* begin AVAILABLE RECORDS *
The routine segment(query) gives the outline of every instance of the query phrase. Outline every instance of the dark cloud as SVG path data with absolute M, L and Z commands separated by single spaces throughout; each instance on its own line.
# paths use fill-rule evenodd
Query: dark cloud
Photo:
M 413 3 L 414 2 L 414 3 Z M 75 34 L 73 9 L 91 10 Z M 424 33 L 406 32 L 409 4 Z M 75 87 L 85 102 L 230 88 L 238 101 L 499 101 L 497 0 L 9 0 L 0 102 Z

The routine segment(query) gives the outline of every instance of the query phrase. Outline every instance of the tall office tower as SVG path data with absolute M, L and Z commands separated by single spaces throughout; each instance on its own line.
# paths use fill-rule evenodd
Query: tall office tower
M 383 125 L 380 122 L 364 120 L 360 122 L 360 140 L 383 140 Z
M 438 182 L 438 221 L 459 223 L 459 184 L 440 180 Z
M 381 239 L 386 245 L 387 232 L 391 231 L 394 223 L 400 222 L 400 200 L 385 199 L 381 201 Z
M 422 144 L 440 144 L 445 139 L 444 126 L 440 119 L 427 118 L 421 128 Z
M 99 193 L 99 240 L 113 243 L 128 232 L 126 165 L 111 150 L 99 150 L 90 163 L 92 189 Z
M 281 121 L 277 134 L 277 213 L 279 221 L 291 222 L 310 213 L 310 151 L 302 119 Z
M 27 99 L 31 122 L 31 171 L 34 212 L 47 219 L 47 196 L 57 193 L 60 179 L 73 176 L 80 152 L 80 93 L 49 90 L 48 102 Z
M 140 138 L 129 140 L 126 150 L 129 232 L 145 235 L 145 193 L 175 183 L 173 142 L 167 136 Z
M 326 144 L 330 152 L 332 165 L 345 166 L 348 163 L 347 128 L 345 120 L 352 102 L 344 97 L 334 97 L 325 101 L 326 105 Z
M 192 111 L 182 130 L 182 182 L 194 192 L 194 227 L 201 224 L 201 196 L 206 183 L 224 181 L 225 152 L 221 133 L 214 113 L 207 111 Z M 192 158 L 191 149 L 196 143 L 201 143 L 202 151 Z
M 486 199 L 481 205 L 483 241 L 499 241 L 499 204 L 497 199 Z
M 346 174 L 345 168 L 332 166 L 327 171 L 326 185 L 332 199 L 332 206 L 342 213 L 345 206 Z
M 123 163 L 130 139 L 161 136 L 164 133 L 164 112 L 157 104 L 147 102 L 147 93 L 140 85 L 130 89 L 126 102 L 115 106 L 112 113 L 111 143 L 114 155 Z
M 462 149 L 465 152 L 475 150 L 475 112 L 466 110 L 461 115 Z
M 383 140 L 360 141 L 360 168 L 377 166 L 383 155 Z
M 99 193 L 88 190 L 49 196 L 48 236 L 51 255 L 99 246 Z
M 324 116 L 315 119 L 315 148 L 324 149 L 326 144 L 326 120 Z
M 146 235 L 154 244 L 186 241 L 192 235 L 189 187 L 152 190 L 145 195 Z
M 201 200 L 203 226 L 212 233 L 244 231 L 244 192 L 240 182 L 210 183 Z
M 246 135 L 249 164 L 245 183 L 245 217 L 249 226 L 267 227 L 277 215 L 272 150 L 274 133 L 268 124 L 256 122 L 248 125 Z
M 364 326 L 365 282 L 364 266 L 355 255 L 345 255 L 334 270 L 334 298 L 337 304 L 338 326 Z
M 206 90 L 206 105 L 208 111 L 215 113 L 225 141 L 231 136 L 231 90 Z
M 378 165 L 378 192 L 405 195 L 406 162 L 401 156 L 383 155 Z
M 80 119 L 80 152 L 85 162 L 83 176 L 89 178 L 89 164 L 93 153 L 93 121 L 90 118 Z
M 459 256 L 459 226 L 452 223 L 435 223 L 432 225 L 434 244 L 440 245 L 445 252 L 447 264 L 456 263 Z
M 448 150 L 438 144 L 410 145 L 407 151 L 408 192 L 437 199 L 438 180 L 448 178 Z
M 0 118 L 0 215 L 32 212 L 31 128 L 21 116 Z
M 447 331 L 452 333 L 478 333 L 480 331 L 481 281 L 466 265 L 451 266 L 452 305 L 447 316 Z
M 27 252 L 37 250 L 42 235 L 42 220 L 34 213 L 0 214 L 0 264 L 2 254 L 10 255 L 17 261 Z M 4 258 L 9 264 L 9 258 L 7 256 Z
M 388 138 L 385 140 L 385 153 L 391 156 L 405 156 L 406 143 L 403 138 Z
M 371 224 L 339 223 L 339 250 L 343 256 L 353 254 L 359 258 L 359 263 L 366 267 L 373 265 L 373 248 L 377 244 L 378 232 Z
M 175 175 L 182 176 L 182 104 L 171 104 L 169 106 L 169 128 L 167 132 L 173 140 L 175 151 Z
* end AVAILABLE RECORDS *
_WRITTEN INSTRUCTION_.
Reproduce every line of the records above, character for character and with no changes.

_RESPONSE BELOW_.
The routine segment(query) gives the outline of every instance of the query phrase. Outline every instance of the dark cloud as SVG path data with absolute M, L and Z commands separated by single spaces throughout; each instance on its own line.
# paths use fill-rule evenodd
Query: dark cloud
Photo:
M 413 3 L 414 2 L 414 3 Z M 75 34 L 73 9 L 91 10 Z M 424 33 L 406 32 L 409 4 Z M 75 87 L 85 102 L 230 88 L 238 101 L 499 101 L 497 0 L 9 0 L 0 102 Z

The routine segment(query) gives the outline of every instance of the query phrase. Outline every instance of the tall office tower as SVG path data with absolute M, L and Z commands separated by single spaces throughout; each instance on its own line.
# paths use fill-rule evenodd
Query: tall office tower
M 383 125 L 380 122 L 364 120 L 360 122 L 360 140 L 383 140 Z
M 438 182 L 438 221 L 459 223 L 459 184 L 440 180 Z
M 381 239 L 386 245 L 387 232 L 391 231 L 394 223 L 400 222 L 400 200 L 385 199 L 381 201 Z
M 422 144 L 440 144 L 445 139 L 444 126 L 440 119 L 427 118 L 421 128 Z
M 99 193 L 99 240 L 113 243 L 128 232 L 126 165 L 111 150 L 99 150 L 90 163 L 92 189 Z
M 281 121 L 277 134 L 277 213 L 279 221 L 291 222 L 310 213 L 310 151 L 302 119 Z
M 27 99 L 31 122 L 31 171 L 34 212 L 47 219 L 47 196 L 57 193 L 60 179 L 73 176 L 80 152 L 80 93 L 49 90 L 48 102 Z
M 140 138 L 129 140 L 126 150 L 129 232 L 145 235 L 145 193 L 175 183 L 173 142 L 167 136 Z
M 326 144 L 330 152 L 332 165 L 345 166 L 348 163 L 347 128 L 345 120 L 352 102 L 344 97 L 334 97 L 325 101 L 326 105 Z
M 192 111 L 182 130 L 182 182 L 194 192 L 194 227 L 201 224 L 201 196 L 206 183 L 224 181 L 225 152 L 221 133 L 214 113 L 207 111 Z M 192 158 L 191 149 L 196 143 L 201 143 L 202 151 Z
M 486 199 L 481 205 L 483 241 L 499 241 L 499 204 L 497 199 Z
M 346 174 L 345 168 L 332 166 L 327 171 L 326 185 L 332 199 L 332 206 L 342 213 L 345 206 Z
M 123 163 L 130 139 L 161 136 L 164 133 L 164 112 L 157 104 L 147 102 L 147 93 L 140 85 L 130 89 L 126 102 L 115 106 L 112 113 L 111 143 L 114 155 Z
M 462 149 L 465 152 L 475 150 L 475 112 L 466 110 L 461 115 Z
M 383 140 L 360 141 L 360 168 L 377 166 L 383 155 Z
M 99 193 L 88 190 L 49 196 L 48 236 L 51 255 L 99 246 Z
M 324 116 L 315 119 L 315 148 L 324 149 L 326 144 L 326 120 Z
M 146 235 L 154 244 L 186 241 L 192 235 L 189 187 L 152 190 L 145 195 Z
M 201 200 L 203 226 L 212 233 L 244 231 L 244 192 L 240 182 L 210 183 Z
M 246 135 L 249 164 L 245 183 L 245 217 L 249 226 L 267 227 L 277 215 L 272 150 L 274 133 L 268 124 L 256 122 L 248 125 Z
M 364 326 L 365 282 L 364 266 L 355 255 L 345 255 L 334 270 L 334 298 L 337 304 L 338 326 Z
M 206 90 L 206 105 L 208 111 L 215 113 L 225 141 L 231 136 L 231 90 Z
M 378 165 L 378 192 L 405 195 L 406 162 L 401 156 L 383 155 Z
M 80 119 L 80 152 L 85 162 L 83 176 L 89 178 L 89 164 L 93 153 L 93 121 L 90 118 Z
M 459 256 L 459 226 L 452 223 L 435 223 L 432 225 L 434 244 L 440 245 L 445 252 L 447 264 L 456 263 Z
M 448 150 L 438 144 L 410 145 L 407 151 L 408 192 L 437 199 L 438 180 L 448 178 Z
M 0 118 L 0 215 L 32 212 L 31 128 L 21 116 Z
M 447 331 L 452 333 L 478 333 L 480 331 L 481 281 L 466 265 L 451 266 L 452 305 L 447 316 Z
M 27 252 L 37 250 L 42 235 L 42 220 L 34 213 L 0 214 L 0 264 L 2 254 L 10 255 L 17 261 Z M 4 258 L 9 264 L 9 258 L 7 256 Z
M 388 138 L 385 140 L 385 153 L 391 156 L 405 156 L 406 143 L 403 138 Z
M 371 224 L 339 223 L 339 250 L 343 256 L 353 254 L 359 258 L 359 263 L 366 267 L 373 265 L 373 248 L 377 244 L 378 232 Z
M 175 175 L 182 176 L 182 104 L 171 104 L 169 106 L 169 128 L 167 132 L 173 140 L 175 151 Z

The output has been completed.